Data provided:
= = = = = = =

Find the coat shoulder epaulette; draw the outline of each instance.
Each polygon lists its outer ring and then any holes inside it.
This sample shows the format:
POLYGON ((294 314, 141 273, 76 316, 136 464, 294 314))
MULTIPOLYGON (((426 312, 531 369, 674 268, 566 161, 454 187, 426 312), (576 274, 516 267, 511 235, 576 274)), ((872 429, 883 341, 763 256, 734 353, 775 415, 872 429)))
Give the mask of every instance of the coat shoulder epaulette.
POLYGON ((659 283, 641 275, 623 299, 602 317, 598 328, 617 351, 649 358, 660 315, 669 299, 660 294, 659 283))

= = = = = = =

Task instructions: Reproduce every one of the rows above verbatim, keeping each line unchanged.

Expected answer:
Find the coat shoulder epaulette; draw the outline of each instance.
Each polygon lists its outer ring and then any holes inside it.
This sample shows the format:
POLYGON ((294 314, 141 273, 76 316, 136 464, 294 314))
MULTIPOLYGON (((426 312, 531 369, 674 268, 566 161, 454 187, 426 312), (576 274, 516 267, 511 235, 576 274)), ((872 429, 883 341, 763 256, 734 353, 775 415, 872 429)))
Give the mask of every instance of the coat shoulder epaulette.
POLYGON ((659 283, 641 275, 623 299, 602 317, 598 328, 617 351, 649 358, 660 315, 669 299, 660 294, 659 283))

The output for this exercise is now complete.